_Reading passage:_
• • • •

WAW were discussing time sharing with the boys once she moves out this Sunday. WAW is a very detailed and schedule orientated person.(Im not) I was trying open and understanding, but she started getting very defensive and we we ended up going around in circles and changing the subject. We did both agree to a 50/50 Alternating weeks, Friday to Friday, BUT, there is a bit of kink the with spring break coming up. We tried talking about it last night but never accomplished a plan and she was more frustrated then anything. I finally said, maybe we can talk more about this tommorow after we have some time to think it over. She agreed and we left it at that.

So, today I get a text today from WAW that read, " I really dont want to be mad with you... I just feel frustrated and threatened sometimes. I would love to get an organized schedule for the next couple weeks and then have more of a permanent on going forward. Hopefully we can chat tonight."


Read up there, and tell me how many times that you used the word "we" when you spoke about what YOU wanted...

Why are you looking for YOUR answers from her ???

• • • •

_Given data:_
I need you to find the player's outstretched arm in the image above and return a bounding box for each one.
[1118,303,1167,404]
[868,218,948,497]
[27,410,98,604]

• • • •

_Tasks to carry out:_
A - Output the passage from the post about the custody schedule, starting at "Read up there, and" and ending at "from her ???".
B - Answer these questions using the post about the custody schedule:
(i) On what day is WAW moving out?
(ii) What time-sharing arrangement did both agree to?
(iii) For how long does WAW's text say she wants an organized schedule at first?
C - Write the next part of the post about the custody schedule, picking up after its final line.
The data has nothing to do with the post about the custody schedule.

_Responses in order:_
A -
Read up there, and tell me how many times that you used the word "we" when you spoke about what YOU wanted...

Why are you looking for YOUR answers from her ???

B -
(i) This Sunday.
(ii) A 50/50 split of alternating weeks, Friday to Friday.
(iii) For the next couple weeks.

C -
It also sounds as if a 180 would be becoming more organized and structured ...

???

You are still arguing with her, and trying to apply the old rules of marriage, to your current situation....

Just like a Dog that chases cars...it isn't gonna last long...





Originally Posted By: OneDay

What do you guys take of that? I didnt feel I was coming across as threatening. How should I respond to that text?


To me, it seems as though you are being exactly the person that she needs you to be, to justify what she is doing...

YOU didn't feel as though you were threatening...

Just like above, it's not about whether or not it's true, it is how she feels....

So what IS your plan for parenting ???

What do YOU need to parent in a 50/50 situation ???